Task to complete:
Copy out the stretch from the line containing "Batch job spec — class: license" through the line containing "[946,456,983,467]", changing "license plate" to "number plate" and leaving everything else unchanged.

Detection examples
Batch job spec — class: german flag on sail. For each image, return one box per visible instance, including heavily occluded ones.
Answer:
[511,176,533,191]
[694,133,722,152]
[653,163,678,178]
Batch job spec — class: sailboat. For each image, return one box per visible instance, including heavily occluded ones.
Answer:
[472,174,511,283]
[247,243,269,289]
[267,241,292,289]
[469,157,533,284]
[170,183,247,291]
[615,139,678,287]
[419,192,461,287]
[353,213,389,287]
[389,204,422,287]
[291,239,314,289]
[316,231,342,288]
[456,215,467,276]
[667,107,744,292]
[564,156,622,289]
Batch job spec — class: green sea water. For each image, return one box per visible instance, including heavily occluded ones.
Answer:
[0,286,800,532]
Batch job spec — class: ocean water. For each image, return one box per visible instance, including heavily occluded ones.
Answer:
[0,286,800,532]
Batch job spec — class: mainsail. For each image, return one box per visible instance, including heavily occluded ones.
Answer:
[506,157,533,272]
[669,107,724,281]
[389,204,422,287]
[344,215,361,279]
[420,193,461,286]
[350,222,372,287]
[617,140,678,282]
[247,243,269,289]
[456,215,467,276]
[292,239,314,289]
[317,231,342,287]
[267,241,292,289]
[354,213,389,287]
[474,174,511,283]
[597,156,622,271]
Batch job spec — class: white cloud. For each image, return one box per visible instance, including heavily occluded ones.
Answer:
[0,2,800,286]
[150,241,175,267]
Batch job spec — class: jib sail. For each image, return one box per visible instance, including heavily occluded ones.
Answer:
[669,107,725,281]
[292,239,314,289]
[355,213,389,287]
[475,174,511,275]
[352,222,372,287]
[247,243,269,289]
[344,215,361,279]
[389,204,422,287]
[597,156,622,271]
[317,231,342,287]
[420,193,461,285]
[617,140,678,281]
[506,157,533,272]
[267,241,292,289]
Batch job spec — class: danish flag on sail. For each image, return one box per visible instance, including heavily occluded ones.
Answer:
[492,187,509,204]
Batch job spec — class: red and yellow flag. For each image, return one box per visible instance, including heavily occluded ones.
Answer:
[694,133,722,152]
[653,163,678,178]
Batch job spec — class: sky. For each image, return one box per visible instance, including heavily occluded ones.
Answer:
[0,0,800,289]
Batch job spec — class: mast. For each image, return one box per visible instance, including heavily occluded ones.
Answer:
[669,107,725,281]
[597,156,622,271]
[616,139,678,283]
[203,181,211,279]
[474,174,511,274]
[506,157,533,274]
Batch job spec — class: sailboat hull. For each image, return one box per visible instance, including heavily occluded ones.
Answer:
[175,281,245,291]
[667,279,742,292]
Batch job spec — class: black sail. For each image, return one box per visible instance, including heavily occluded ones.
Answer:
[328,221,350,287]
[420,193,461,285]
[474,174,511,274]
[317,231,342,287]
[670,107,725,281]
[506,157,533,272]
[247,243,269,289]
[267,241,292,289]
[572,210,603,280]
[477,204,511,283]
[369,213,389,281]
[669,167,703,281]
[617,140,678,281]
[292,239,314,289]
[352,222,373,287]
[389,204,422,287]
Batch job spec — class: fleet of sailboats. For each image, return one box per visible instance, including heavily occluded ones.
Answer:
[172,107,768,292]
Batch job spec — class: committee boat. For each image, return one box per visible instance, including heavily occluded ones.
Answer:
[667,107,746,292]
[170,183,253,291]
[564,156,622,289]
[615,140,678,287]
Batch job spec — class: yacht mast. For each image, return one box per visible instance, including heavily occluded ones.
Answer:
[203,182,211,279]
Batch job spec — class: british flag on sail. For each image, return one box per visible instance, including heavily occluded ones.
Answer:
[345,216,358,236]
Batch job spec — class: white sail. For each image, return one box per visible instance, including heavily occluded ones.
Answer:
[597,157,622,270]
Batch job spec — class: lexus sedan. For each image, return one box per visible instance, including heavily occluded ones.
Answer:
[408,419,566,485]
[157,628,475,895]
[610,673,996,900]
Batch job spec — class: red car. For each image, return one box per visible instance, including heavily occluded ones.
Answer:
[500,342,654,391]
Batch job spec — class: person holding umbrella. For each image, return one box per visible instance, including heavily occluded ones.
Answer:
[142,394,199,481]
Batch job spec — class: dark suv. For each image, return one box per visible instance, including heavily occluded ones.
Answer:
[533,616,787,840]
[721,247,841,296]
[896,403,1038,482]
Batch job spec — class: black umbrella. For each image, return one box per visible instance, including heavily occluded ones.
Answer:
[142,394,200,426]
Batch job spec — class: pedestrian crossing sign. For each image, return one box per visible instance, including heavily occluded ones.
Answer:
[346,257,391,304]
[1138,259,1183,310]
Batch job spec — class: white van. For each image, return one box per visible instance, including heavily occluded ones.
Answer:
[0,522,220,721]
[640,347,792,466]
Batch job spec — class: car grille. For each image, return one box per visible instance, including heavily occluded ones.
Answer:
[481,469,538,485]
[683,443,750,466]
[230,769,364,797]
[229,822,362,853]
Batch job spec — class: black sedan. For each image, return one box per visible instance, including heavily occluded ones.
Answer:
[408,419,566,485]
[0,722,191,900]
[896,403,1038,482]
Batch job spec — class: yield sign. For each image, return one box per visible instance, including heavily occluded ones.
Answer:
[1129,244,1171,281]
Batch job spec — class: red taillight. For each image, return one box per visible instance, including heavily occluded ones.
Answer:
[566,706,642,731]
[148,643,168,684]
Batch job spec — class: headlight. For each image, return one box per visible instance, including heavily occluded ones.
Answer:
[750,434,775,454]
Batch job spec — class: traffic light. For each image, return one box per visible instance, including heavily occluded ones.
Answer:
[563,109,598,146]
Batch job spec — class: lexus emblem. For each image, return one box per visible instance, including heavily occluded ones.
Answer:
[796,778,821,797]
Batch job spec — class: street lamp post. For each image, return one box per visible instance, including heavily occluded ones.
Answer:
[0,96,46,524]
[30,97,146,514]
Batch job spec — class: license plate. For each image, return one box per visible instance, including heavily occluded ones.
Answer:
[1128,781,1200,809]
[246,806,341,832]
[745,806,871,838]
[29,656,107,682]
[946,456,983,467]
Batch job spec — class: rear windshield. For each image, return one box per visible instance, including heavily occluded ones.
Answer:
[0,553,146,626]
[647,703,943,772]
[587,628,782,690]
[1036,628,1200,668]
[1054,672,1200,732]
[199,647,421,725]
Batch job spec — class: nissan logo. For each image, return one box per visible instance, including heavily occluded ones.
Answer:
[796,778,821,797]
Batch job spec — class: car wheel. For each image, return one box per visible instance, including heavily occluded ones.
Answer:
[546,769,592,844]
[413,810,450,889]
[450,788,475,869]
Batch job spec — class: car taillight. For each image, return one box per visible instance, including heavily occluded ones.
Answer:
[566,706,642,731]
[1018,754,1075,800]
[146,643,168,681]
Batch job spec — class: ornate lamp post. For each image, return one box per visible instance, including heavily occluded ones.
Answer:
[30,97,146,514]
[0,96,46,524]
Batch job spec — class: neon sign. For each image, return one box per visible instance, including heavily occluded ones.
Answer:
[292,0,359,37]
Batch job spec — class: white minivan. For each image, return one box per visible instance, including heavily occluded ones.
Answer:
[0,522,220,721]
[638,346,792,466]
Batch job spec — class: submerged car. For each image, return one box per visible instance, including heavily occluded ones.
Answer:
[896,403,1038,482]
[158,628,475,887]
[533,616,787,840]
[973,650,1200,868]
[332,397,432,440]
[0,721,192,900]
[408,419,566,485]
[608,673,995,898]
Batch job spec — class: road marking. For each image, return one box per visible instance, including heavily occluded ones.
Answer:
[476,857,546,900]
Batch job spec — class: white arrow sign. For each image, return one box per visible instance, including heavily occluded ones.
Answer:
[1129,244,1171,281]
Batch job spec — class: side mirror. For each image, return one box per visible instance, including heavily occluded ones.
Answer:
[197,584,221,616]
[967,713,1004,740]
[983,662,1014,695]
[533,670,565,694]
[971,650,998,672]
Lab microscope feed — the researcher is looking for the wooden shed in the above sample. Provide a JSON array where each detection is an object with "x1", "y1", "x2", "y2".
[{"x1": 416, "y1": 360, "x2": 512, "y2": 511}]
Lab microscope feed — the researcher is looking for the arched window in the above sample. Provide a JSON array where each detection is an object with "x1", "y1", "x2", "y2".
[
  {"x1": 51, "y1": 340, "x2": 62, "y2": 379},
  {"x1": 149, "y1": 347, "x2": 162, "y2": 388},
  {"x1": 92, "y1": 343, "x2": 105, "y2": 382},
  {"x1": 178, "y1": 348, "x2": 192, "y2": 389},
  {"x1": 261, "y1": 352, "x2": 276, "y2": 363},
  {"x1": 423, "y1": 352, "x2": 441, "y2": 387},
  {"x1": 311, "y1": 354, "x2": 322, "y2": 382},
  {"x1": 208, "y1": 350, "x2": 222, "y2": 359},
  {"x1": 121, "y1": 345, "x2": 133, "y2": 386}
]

The reply:
Batch job spec — class: number plate. For each image, return one box per visible instance, including heavily occluded ones.
Answer:
[1128,781,1200,809]
[246,806,341,832]
[745,806,871,838]
[29,656,107,682]
[946,456,983,467]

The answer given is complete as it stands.